Short task
Copy each of the rows below word for word, and leave the pictures out of your copy.

Supplied records
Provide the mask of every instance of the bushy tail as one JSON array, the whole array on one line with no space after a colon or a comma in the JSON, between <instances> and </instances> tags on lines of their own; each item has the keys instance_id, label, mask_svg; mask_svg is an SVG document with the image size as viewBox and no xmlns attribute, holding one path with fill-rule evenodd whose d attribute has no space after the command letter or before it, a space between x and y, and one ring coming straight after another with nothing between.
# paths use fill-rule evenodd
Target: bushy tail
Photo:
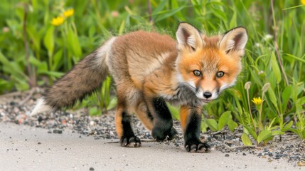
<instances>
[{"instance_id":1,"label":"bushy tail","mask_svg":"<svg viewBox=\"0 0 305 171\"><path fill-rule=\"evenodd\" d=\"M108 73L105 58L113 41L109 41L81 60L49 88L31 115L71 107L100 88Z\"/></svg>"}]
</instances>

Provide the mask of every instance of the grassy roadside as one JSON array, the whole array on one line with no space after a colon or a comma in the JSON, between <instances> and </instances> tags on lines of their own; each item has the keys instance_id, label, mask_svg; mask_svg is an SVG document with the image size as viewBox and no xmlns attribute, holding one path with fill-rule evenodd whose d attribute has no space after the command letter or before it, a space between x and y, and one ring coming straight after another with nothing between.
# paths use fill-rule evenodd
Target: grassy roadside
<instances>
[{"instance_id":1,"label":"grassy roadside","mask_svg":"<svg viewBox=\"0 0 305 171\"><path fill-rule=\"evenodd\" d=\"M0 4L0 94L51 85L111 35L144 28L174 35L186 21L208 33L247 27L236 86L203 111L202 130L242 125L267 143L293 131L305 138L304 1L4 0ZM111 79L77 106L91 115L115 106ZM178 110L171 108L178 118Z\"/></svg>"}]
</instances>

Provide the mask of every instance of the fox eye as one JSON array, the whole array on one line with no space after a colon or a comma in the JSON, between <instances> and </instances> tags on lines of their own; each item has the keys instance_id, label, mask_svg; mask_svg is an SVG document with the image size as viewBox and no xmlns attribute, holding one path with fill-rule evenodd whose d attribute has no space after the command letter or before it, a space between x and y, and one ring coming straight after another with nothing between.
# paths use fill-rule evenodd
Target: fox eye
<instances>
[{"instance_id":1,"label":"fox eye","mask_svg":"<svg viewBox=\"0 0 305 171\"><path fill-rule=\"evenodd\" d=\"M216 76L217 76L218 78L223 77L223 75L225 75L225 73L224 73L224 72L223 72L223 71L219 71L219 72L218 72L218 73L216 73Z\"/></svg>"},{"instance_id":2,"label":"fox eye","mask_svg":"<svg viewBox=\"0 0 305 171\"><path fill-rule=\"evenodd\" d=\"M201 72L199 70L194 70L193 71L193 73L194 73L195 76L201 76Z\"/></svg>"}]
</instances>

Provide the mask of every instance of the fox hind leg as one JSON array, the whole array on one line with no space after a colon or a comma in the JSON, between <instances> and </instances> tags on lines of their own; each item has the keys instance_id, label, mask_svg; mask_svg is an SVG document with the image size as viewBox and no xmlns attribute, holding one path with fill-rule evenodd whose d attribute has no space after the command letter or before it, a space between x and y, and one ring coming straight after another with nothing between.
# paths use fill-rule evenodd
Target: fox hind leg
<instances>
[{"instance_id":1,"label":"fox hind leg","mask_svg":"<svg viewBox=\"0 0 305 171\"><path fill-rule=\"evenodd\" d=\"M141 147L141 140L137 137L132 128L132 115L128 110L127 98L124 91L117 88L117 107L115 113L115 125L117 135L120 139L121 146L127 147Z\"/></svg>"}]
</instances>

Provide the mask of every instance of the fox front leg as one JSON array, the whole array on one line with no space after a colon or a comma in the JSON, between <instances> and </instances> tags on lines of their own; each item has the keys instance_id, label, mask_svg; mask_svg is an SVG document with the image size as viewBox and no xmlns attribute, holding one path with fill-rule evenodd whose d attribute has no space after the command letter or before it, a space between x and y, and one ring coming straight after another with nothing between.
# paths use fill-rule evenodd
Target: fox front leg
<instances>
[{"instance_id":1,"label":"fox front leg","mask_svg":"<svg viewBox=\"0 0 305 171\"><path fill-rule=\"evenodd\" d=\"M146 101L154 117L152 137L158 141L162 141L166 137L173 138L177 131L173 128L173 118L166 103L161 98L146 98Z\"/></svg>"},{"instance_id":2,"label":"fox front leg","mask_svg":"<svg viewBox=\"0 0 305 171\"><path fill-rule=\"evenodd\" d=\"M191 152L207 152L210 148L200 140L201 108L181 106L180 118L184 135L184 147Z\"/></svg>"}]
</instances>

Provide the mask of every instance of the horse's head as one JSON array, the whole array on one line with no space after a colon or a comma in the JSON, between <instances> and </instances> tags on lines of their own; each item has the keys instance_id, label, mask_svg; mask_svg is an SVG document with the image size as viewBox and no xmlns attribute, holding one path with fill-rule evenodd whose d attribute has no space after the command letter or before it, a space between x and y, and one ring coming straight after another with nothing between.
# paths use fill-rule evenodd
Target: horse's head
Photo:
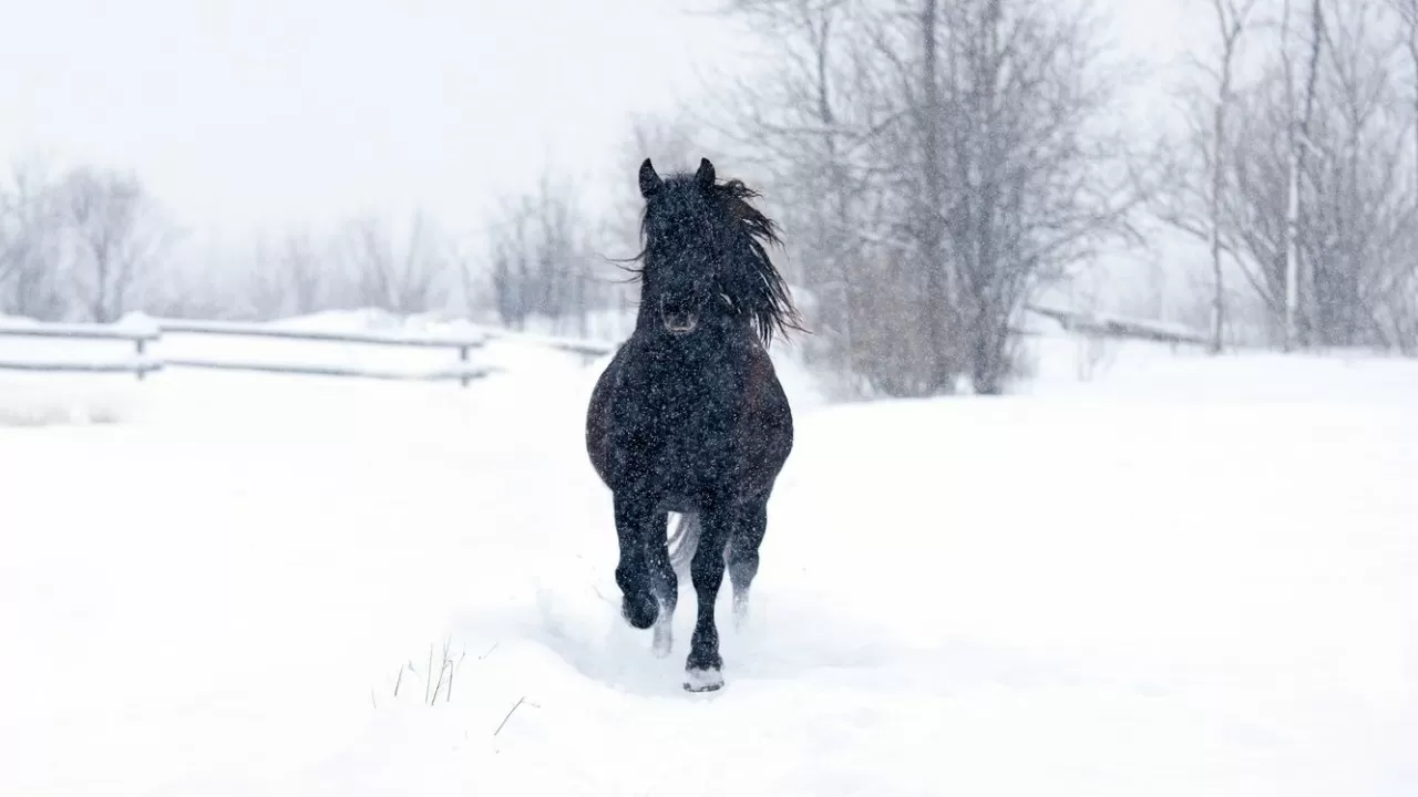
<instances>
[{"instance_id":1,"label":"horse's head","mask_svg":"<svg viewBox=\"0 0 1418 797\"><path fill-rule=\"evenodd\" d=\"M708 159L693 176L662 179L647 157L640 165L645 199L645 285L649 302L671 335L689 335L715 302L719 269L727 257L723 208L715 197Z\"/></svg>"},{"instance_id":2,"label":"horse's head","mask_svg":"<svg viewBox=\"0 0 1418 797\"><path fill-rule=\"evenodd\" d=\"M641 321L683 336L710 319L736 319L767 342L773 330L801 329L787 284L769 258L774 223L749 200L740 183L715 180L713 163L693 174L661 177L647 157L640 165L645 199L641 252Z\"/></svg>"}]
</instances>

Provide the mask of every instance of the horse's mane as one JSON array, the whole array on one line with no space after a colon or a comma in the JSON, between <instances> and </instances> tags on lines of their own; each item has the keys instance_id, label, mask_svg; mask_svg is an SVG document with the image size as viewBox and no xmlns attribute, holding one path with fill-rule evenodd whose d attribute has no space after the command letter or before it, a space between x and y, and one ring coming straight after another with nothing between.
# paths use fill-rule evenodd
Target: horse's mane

Reply to the task
Provide the mask of every instance of the bushy tail as one JSON array, the whole array on one line with no space after a colon or a comma in the JSON, between <instances> and </instances> tags on lines of their own; each item has the keys instance_id, label, mask_svg; mask_svg is an SVG document with the image size as viewBox and no xmlns attribute, holding one path with fill-rule evenodd whose d attribute has no space after the command letter or before it, a space between x and y, and one ring coming straight after another with nothing between.
# paths use fill-rule evenodd
Target: bushy tail
Photo:
<instances>
[{"instance_id":1,"label":"bushy tail","mask_svg":"<svg viewBox=\"0 0 305 171\"><path fill-rule=\"evenodd\" d=\"M108 73L105 58L113 41L109 41L81 60L49 88L31 115L71 107L100 88Z\"/></svg>"}]
</instances>

Provide the mask of every instance of the grassy roadside as one JSON array, the whole array on one line with no space after a colon or a comma in the JSON, between <instances> and </instances> tags on lines of their own; each item has the keys instance_id, label, mask_svg; mask_svg is an SVG document with the image size as viewBox and no xmlns attribute, holding one path with fill-rule evenodd whose d attribute has no space after the command letter or before it, a space between x and y, and one ring coming straight after another with nothing between.
# paths use fill-rule evenodd
Target: grassy roadside
<instances>
[{"instance_id":1,"label":"grassy roadside","mask_svg":"<svg viewBox=\"0 0 305 171\"><path fill-rule=\"evenodd\" d=\"M0 4L0 94L51 85L111 35L144 28L174 35L186 21L208 33L247 27L236 86L203 111L202 130L242 125L267 143L293 131L305 138L304 1L4 0ZM111 79L77 106L91 115L115 106ZM178 110L171 108L178 118Z\"/></svg>"}]
</instances>

Provide the mask of every instance of the fox eye as one JSON array, the whole array on one line with no space after a colon or a comma in the JSON, between <instances> and </instances> tags on lines of their own; each item has the keys instance_id, label, mask_svg; mask_svg is an SVG document with the image size as viewBox and no xmlns attribute, holding one path with fill-rule evenodd whose d attribute has no space after the command letter or before it, a space between x and y, and one ring coming straight after another with nothing between.
# paths use fill-rule evenodd
Target: fox eye
<instances>
[{"instance_id":1,"label":"fox eye","mask_svg":"<svg viewBox=\"0 0 305 171\"><path fill-rule=\"evenodd\" d=\"M216 76L217 76L218 78L223 77L223 75L225 75L225 73L224 73L224 72L223 72L223 71L219 71L219 72L218 72L218 73L216 73Z\"/></svg>"},{"instance_id":2,"label":"fox eye","mask_svg":"<svg viewBox=\"0 0 305 171\"><path fill-rule=\"evenodd\" d=\"M201 72L199 70L194 70L193 71L193 73L194 73L195 76L201 76Z\"/></svg>"}]
</instances>

Provide the mask of every instance of the fox hind leg as one JSON array, the whole array on one line with no space after a colon or a comma in the JSON, between <instances> and </instances> tags on lines of their own; each item has the keys instance_id, label, mask_svg; mask_svg is an SVG document with the image size as viewBox and no xmlns attribute, holding one path with fill-rule evenodd whose d attribute has no space after the command letter or before it, a space between x and y, and one ring coming straight after another with nothing between.
# paths use fill-rule evenodd
Target: fox hind leg
<instances>
[{"instance_id":1,"label":"fox hind leg","mask_svg":"<svg viewBox=\"0 0 305 171\"><path fill-rule=\"evenodd\" d=\"M141 147L141 140L137 137L132 128L132 115L128 110L127 98L124 91L117 88L117 107L115 113L115 125L117 135L120 139L121 146L127 147Z\"/></svg>"}]
</instances>

Provide the mask of every instance of the fox front leg as one JSON array, the whole array on one line with no space after a colon or a comma in the JSON, between <instances> and </instances> tags on lines of their own; each item has the keys instance_id, label, mask_svg; mask_svg is an SVG document with the image size as viewBox and no xmlns attribute, holding one path with fill-rule evenodd whose d attribute has no space after the command letter or before it, a space between x and y, and one ring coming straight after another with nothing between.
# paths use fill-rule evenodd
Target: fox front leg
<instances>
[{"instance_id":1,"label":"fox front leg","mask_svg":"<svg viewBox=\"0 0 305 171\"><path fill-rule=\"evenodd\" d=\"M146 101L154 117L152 137L158 141L162 141L166 137L173 138L177 131L173 128L173 118L166 103L161 98L146 98Z\"/></svg>"},{"instance_id":2,"label":"fox front leg","mask_svg":"<svg viewBox=\"0 0 305 171\"><path fill-rule=\"evenodd\" d=\"M191 152L207 152L210 148L200 140L201 108L181 106L180 118L184 135L184 147Z\"/></svg>"}]
</instances>

Provide the mask of every instance of the horse's head as one JSON array, the whole array on one line with no space after a colon or a comma in the JSON, between <instances> and </instances> tags on lines of their own; each item has the keys instance_id, label, mask_svg; mask_svg is an SVG document with the image size as viewBox and no xmlns attribute, holding one path with fill-rule evenodd whose d attribute has no space after the command letter or before it, a space between x and y, and one ring coming straight after another with nothing between.
# paths use fill-rule evenodd
Target: horse's head
Photo:
<instances>
[{"instance_id":1,"label":"horse's head","mask_svg":"<svg viewBox=\"0 0 1418 797\"><path fill-rule=\"evenodd\" d=\"M708 159L693 176L662 179L647 157L640 165L645 199L645 285L649 302L671 335L689 335L715 302L719 269L727 257L723 208L715 197Z\"/></svg>"},{"instance_id":2,"label":"horse's head","mask_svg":"<svg viewBox=\"0 0 1418 797\"><path fill-rule=\"evenodd\" d=\"M641 321L683 336L710 319L736 319L767 342L773 330L801 329L787 284L769 258L774 223L749 200L740 183L715 180L713 163L693 174L661 177L647 157L640 165L645 199L641 252Z\"/></svg>"}]
</instances>

Provide the mask of every instance of the horse's mane as one JSON array, the whole array on one line with no space after a colon or a comma in the JSON, between <instances> and </instances> tags on lines of their own; each item has the keys instance_id, label, mask_svg; mask_svg is an SVG document with the image size as viewBox and no xmlns attribute, holding one path with fill-rule evenodd whose d attribute has no space after the command letter or before it, a space between x and y, and one ring coming straight after another with nothing between.
# paths use fill-rule evenodd
Target: horse's mane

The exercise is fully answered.